**TEXT PASSAGE**
───

There must be only one clock in each clock domain, and only the rising edge of this clock is to be used for state changes.

WHY: This rule results in insensitivity to the clock duty cycle and simplifies Static Timing Analysis (STA).

ALLOWED VIOLATION: The falling edge is only allowed in the gated clock logic as specified by the GCK modules. Compliance to industry-standard interfaces may also require use of the falling edge of the clock.

§ Gated clocks must use the common lib_clock_freeze module

Gated clock signals must use the Re-usable IP Lib block, lib_clock_freeze.v wich can be imported from: “WHEREVERWEAREGOINGTOSTOREIT” This will ensure that functionally correct clock gating can be implemented and that automatic updates of the synthesis and primetime scripts occurs.

§ If using gated clocks, give the GCK modules unique and informational names

WHY: This will help later when tuning the drive strengths for these clock buffers.

1.9 RESET GENERATION RULES

These rules are in addition to the earlier initialization rules regarding state machines and flip-flops.

§ Reset generation logic should be grouped into a single module

§ Reset names will be defined by their source module identifier letter plus the word “<name>_reset”.

To make reset identification simple and consistent for all tools, documentation etc, a common naming convention should be applied to each clock. The clock name should be prefixed by the source module letter identifier plus a unique name for the particular clock, followed by the word “_reset”.

e.g. x_main_reset, x_system_reset

§ Resets entering a major module must be resynchronized using the lib_reset_sync module

When a reset signal enters a major module, it is best to synchronize it with a dual flop synchronizer. However, when the reset is asserted to the module, the synchronizer should be bypassed, but when de-asserted, it should be derived from the synchronizer. This can be implemented using the lib_reset_sync.v module located in “WHEREVERWEAREGOINGTOSTOREIT”. This guarantees timing and automatically gets incorporated into the synthesis and primetime scripts.

§ Module stand-alone test bench must drive X’s when input is not needed

WHY: In order to stress the proper tolerance of unknown values on input signals (and therefore the correct qualification of various signals or busses), stand-alone module test benches should drive X’s on unused inputs where appropriate.

1.10 SYNCHRONIZER RULES

These rules specify specific guidelines for the implementation and use of clock domain crossing synchronizers.

§ All clock domain boundaries should be handled using 2-stage synchronizers.

All single signal domain interfaces should instantiate the single bit synchronizer, lib_sync.v module located in “WHEREVERWEAREGOINGTOSTOREIT”. This guarantees timing and automatically gets incorporated into the synthesis and primetime scripts.

§ Asynchronous signals being sampled should be hazard-free

In general, any asynchronous signal should be flopped by the source clock domain prior to being sampled by the other clock domain. Any glitches caused by transient transitions can cause a false sampling.

───

**RAW DATA**

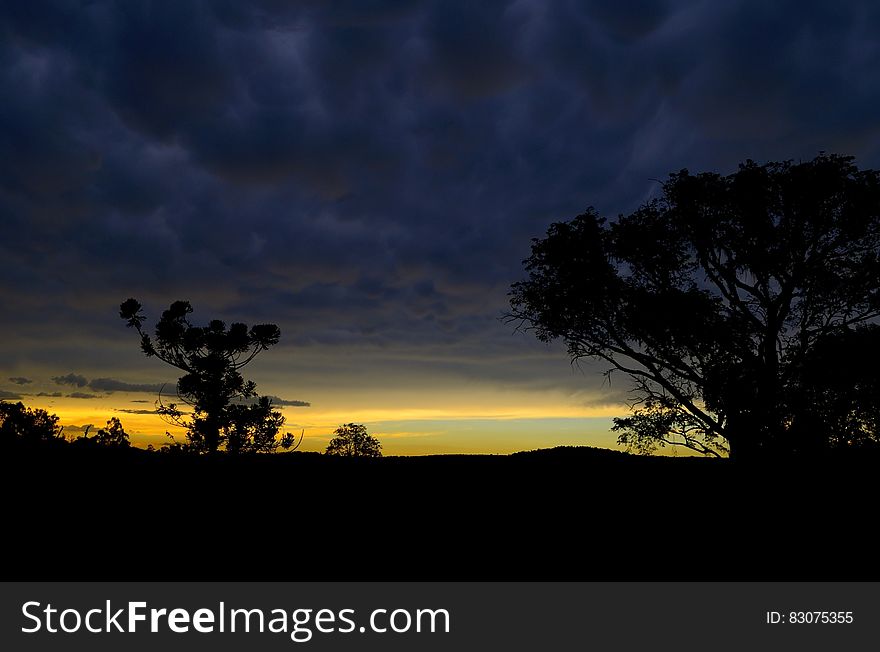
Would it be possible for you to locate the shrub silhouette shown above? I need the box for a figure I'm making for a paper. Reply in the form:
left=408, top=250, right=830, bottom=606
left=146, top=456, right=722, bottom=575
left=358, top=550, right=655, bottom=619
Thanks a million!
left=0, top=401, right=64, bottom=446
left=73, top=417, right=131, bottom=448
left=326, top=423, right=382, bottom=457
left=119, top=299, right=294, bottom=453
left=508, top=154, right=880, bottom=459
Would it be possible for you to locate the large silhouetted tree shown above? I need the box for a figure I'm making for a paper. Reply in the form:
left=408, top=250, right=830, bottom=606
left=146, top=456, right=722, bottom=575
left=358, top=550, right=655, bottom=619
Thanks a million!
left=326, top=423, right=382, bottom=457
left=509, top=154, right=880, bottom=459
left=119, top=299, right=293, bottom=453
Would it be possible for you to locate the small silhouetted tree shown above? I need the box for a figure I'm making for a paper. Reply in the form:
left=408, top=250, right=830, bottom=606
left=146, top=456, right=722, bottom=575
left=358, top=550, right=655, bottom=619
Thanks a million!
left=509, top=155, right=880, bottom=459
left=91, top=417, right=131, bottom=448
left=0, top=401, right=64, bottom=444
left=326, top=423, right=382, bottom=457
left=119, top=299, right=293, bottom=453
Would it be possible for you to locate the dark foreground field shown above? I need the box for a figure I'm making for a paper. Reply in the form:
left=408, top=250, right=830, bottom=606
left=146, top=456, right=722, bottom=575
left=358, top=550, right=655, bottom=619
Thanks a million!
left=0, top=447, right=880, bottom=580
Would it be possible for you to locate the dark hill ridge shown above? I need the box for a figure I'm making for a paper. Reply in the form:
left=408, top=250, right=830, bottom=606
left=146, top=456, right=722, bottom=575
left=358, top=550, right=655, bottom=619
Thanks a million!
left=0, top=447, right=880, bottom=580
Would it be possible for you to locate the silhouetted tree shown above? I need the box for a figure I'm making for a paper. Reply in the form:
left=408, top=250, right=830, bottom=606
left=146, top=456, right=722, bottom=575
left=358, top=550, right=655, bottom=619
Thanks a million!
left=509, top=154, right=880, bottom=459
left=326, top=423, right=382, bottom=457
left=119, top=299, right=293, bottom=453
left=0, top=401, right=64, bottom=444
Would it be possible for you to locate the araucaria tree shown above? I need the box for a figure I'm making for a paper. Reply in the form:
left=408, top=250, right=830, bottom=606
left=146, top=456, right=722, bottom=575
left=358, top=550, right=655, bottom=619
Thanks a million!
left=509, top=154, right=880, bottom=459
left=119, top=299, right=293, bottom=453
left=326, top=423, right=382, bottom=457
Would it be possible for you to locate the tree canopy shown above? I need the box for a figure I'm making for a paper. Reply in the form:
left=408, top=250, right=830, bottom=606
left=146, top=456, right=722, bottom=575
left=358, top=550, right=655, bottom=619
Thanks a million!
left=0, top=401, right=64, bottom=445
left=326, top=423, right=382, bottom=457
left=509, top=154, right=880, bottom=459
left=119, top=299, right=294, bottom=453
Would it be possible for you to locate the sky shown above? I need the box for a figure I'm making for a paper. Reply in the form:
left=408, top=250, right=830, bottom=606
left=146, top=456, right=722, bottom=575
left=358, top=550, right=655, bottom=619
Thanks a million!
left=0, top=0, right=880, bottom=455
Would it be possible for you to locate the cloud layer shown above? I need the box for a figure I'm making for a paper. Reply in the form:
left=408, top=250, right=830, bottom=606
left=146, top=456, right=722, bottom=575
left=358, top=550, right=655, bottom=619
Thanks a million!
left=0, top=0, right=880, bottom=418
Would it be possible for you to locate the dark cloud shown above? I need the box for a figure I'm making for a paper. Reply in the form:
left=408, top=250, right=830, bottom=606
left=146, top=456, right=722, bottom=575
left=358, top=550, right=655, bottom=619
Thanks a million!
left=52, top=373, right=89, bottom=387
left=52, top=373, right=163, bottom=393
left=0, top=0, right=880, bottom=416
left=89, top=378, right=163, bottom=393
left=268, top=394, right=311, bottom=407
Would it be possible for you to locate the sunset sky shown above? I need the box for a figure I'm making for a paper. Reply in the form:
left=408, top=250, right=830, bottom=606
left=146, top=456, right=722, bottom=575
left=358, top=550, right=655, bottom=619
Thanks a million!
left=0, top=0, right=880, bottom=454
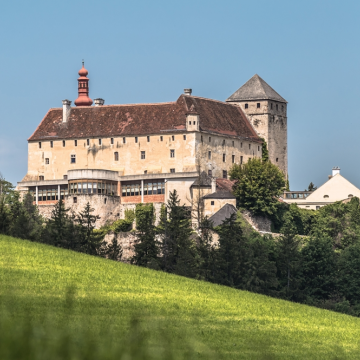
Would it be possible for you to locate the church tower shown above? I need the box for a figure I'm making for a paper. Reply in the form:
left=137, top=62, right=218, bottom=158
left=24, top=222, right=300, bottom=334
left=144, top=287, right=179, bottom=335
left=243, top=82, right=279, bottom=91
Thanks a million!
left=226, top=74, right=288, bottom=178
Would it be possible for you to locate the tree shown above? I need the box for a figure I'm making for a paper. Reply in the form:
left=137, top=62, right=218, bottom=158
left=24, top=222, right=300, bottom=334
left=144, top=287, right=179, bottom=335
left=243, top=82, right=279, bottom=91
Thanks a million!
left=261, top=138, right=269, bottom=162
left=230, top=158, right=285, bottom=216
left=301, top=236, right=336, bottom=300
left=215, top=214, right=249, bottom=288
left=131, top=203, right=159, bottom=269
left=42, top=199, right=79, bottom=250
left=276, top=213, right=301, bottom=300
left=75, top=203, right=104, bottom=255
left=158, top=190, right=196, bottom=277
left=101, top=234, right=123, bottom=261
left=305, top=182, right=317, bottom=191
left=338, top=243, right=360, bottom=305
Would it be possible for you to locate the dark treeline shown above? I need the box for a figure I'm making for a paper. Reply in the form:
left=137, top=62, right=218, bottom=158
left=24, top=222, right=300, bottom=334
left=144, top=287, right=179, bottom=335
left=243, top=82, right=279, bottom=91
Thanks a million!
left=132, top=192, right=360, bottom=316
left=0, top=191, right=121, bottom=260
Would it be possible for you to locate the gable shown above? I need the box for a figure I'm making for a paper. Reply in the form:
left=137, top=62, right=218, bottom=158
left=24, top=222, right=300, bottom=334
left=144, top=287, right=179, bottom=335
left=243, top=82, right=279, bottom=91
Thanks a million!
left=306, top=174, right=360, bottom=202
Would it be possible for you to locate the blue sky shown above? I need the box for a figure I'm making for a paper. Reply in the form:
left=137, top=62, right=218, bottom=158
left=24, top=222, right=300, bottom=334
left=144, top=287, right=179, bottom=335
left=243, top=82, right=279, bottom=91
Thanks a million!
left=0, top=0, right=360, bottom=190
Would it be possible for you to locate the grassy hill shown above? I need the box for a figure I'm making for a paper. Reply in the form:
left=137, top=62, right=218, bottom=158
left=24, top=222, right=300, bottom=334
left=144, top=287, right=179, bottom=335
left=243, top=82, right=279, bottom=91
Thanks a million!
left=0, top=236, right=360, bottom=360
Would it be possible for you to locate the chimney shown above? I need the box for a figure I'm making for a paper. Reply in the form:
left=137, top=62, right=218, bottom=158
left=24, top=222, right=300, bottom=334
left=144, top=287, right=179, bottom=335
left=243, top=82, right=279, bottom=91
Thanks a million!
left=94, top=98, right=105, bottom=106
left=211, top=177, right=216, bottom=194
left=62, top=99, right=71, bottom=123
left=332, top=166, right=340, bottom=176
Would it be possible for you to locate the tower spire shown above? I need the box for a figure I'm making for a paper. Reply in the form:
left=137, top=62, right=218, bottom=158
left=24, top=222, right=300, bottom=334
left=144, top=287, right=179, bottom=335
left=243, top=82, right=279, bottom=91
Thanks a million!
left=74, top=59, right=92, bottom=106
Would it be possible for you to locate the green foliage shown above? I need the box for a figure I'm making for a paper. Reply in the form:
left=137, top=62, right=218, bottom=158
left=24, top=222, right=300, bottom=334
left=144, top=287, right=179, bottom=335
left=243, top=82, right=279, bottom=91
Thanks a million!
left=158, top=190, right=197, bottom=277
left=230, top=158, right=285, bottom=216
left=0, top=236, right=360, bottom=360
left=131, top=203, right=159, bottom=269
left=301, top=237, right=337, bottom=300
left=261, top=138, right=269, bottom=162
left=125, top=209, right=136, bottom=223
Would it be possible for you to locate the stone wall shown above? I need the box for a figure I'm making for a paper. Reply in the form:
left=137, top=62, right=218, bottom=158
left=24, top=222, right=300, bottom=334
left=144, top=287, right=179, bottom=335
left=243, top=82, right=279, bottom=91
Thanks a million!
left=241, top=210, right=271, bottom=232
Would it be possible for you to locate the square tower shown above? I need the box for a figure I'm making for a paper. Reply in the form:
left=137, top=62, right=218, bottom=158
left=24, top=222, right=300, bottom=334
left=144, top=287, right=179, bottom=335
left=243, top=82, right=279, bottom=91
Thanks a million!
left=226, top=74, right=288, bottom=178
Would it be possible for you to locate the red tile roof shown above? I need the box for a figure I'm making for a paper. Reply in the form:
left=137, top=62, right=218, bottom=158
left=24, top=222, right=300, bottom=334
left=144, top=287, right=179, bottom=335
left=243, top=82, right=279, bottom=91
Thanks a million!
left=28, top=95, right=261, bottom=142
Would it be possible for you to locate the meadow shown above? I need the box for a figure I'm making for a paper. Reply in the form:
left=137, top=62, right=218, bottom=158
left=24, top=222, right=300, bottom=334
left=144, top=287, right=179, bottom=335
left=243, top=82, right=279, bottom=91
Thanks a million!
left=0, top=236, right=360, bottom=360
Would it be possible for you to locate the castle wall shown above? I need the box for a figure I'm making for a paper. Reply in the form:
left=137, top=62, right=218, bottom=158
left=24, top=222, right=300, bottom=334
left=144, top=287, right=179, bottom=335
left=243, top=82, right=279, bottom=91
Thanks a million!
left=24, top=131, right=195, bottom=181
left=233, top=100, right=288, bottom=176
left=196, top=133, right=262, bottom=178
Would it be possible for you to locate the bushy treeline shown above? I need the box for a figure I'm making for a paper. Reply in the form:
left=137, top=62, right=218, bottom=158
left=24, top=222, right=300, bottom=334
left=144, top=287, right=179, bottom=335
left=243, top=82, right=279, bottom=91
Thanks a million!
left=0, top=191, right=121, bottom=260
left=132, top=192, right=360, bottom=316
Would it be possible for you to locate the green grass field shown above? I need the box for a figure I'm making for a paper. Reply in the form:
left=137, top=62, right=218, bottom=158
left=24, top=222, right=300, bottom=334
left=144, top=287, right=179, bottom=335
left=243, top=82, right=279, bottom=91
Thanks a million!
left=0, top=236, right=360, bottom=360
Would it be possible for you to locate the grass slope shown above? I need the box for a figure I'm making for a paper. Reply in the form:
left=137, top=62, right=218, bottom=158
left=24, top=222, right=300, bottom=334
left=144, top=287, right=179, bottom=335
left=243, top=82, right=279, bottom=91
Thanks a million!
left=0, top=236, right=360, bottom=359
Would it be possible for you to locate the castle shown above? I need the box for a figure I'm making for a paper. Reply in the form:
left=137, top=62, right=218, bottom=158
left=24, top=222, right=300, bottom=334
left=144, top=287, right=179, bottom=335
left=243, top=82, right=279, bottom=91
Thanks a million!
left=18, top=63, right=287, bottom=225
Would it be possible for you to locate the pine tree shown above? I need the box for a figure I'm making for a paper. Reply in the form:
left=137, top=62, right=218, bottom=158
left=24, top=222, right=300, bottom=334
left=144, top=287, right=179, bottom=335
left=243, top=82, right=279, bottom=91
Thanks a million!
left=215, top=214, right=249, bottom=288
left=158, top=190, right=196, bottom=277
left=301, top=236, right=336, bottom=300
left=75, top=203, right=105, bottom=255
left=131, top=203, right=159, bottom=269
left=102, top=234, right=123, bottom=261
left=276, top=213, right=301, bottom=300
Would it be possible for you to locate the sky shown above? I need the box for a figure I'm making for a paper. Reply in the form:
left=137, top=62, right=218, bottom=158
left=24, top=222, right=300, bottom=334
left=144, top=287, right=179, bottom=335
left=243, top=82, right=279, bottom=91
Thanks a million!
left=0, top=0, right=360, bottom=190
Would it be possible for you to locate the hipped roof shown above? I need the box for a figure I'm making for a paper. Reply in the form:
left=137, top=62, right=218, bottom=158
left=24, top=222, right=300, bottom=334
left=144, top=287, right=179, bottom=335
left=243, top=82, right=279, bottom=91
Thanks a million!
left=28, top=95, right=261, bottom=142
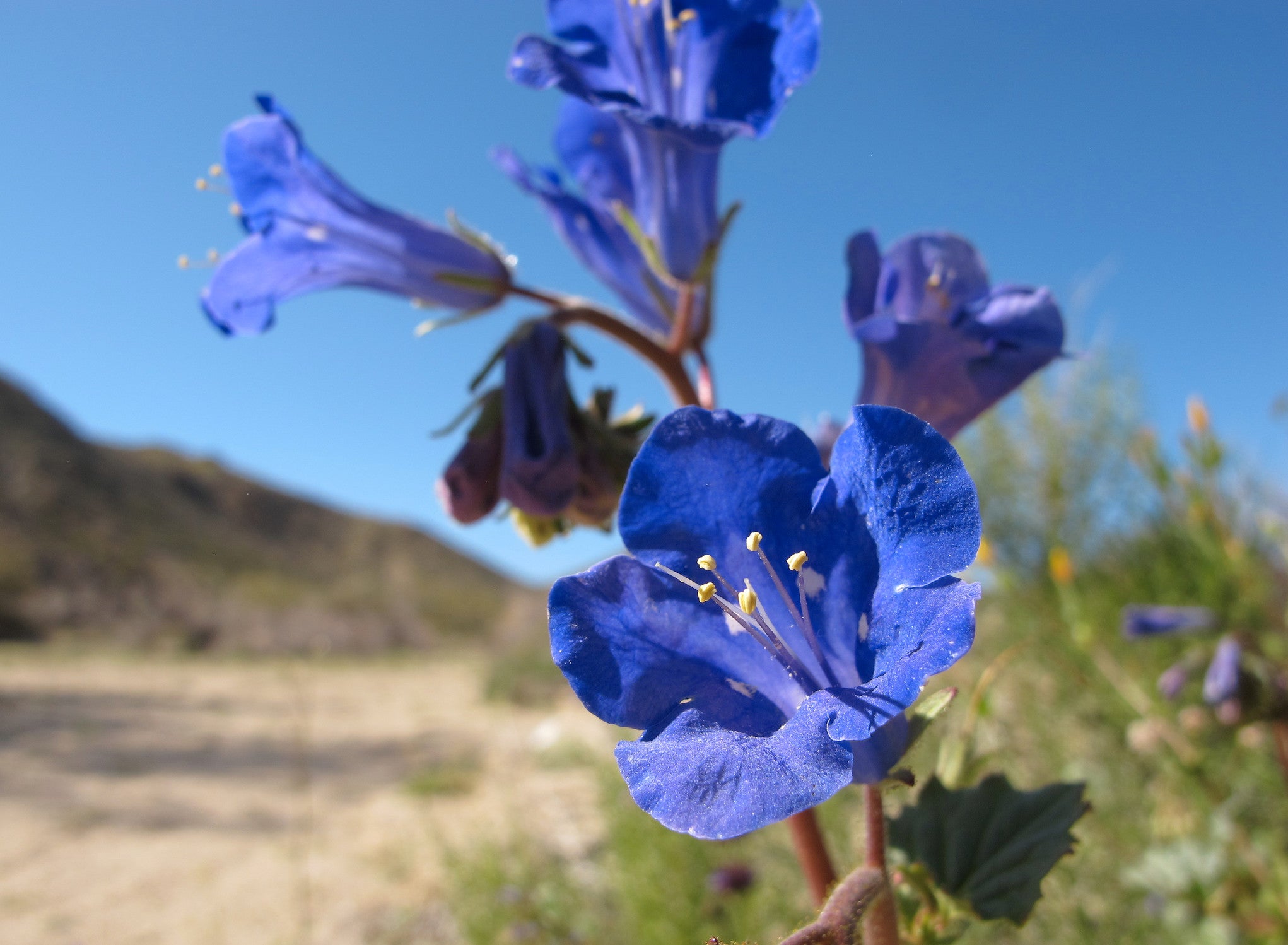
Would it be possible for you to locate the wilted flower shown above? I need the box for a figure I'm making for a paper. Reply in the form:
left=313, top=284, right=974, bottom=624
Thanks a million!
left=436, top=320, right=652, bottom=544
left=492, top=99, right=690, bottom=339
left=845, top=232, right=1064, bottom=438
left=201, top=95, right=510, bottom=335
left=509, top=0, right=819, bottom=281
left=550, top=407, right=980, bottom=838
left=1122, top=604, right=1216, bottom=638
left=1203, top=636, right=1243, bottom=705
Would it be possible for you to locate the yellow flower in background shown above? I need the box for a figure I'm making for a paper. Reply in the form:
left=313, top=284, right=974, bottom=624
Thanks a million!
left=1047, top=547, right=1073, bottom=587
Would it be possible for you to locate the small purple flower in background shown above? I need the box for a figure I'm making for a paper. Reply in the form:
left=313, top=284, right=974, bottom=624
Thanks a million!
left=550, top=407, right=980, bottom=840
left=435, top=320, right=652, bottom=544
left=1203, top=636, right=1243, bottom=705
left=201, top=95, right=510, bottom=335
left=845, top=232, right=1064, bottom=438
left=1122, top=604, right=1216, bottom=640
left=509, top=0, right=819, bottom=281
left=492, top=99, right=690, bottom=339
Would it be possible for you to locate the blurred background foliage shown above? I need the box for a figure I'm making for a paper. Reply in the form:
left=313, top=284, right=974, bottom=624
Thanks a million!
left=452, top=354, right=1288, bottom=945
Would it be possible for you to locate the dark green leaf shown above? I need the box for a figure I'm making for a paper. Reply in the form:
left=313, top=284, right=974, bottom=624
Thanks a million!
left=890, top=774, right=1090, bottom=924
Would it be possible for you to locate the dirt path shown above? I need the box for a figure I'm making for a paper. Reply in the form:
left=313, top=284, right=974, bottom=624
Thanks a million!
left=0, top=650, right=613, bottom=945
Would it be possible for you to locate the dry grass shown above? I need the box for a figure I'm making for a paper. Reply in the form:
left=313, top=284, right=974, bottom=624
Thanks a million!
left=0, top=649, right=614, bottom=945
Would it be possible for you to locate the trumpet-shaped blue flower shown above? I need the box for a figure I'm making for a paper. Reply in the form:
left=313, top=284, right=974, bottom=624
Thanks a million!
left=509, top=0, right=819, bottom=279
left=201, top=95, right=510, bottom=335
left=550, top=407, right=980, bottom=838
left=845, top=232, right=1064, bottom=438
left=1203, top=636, right=1243, bottom=705
left=492, top=99, right=685, bottom=338
left=1122, top=604, right=1216, bottom=638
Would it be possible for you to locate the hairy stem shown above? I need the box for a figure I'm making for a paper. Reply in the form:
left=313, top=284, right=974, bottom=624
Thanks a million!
left=863, top=784, right=899, bottom=945
left=510, top=286, right=703, bottom=407
left=787, top=807, right=836, bottom=905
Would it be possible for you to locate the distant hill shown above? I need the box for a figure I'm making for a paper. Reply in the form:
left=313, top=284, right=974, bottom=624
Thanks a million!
left=0, top=379, right=542, bottom=652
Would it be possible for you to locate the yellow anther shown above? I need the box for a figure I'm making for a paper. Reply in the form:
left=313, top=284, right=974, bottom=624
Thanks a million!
left=975, top=538, right=997, bottom=568
left=1185, top=394, right=1212, bottom=437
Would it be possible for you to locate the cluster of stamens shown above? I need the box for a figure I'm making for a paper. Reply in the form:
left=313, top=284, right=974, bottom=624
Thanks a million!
left=655, top=532, right=841, bottom=693
left=177, top=163, right=241, bottom=269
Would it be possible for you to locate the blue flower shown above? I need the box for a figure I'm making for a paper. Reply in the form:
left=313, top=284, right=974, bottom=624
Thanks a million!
left=1203, top=636, right=1243, bottom=705
left=1122, top=604, right=1216, bottom=638
left=509, top=0, right=819, bottom=279
left=550, top=407, right=980, bottom=838
left=845, top=232, right=1064, bottom=438
left=492, top=99, right=708, bottom=338
left=201, top=95, right=510, bottom=335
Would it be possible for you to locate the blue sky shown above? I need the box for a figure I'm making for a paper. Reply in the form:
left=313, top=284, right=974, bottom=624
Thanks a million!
left=0, top=0, right=1288, bottom=579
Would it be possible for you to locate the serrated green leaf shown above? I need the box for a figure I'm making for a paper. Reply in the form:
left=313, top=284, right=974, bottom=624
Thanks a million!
left=890, top=774, right=1090, bottom=924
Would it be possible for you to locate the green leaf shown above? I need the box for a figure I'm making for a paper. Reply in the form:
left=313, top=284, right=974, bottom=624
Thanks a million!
left=890, top=774, right=1091, bottom=924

───

**DIRECTIVES**
A) According to the design rules passage, which module must gated clock signals use?
B) Reproduce the section of the design rules passage between "There must be" and "Timing Analysis (STA).", inclusive.

**THE REPLIES**
A) They must use the lib_clock_freeze module (lib_clock_freeze.v).

B)
There must be only one clock in each clock domain, and only the rising edge of this clock is to be used for state changes.

WHY: This rule results in insensitivity to the clock duty cycle and simplifies Static Timing Analysis (STA).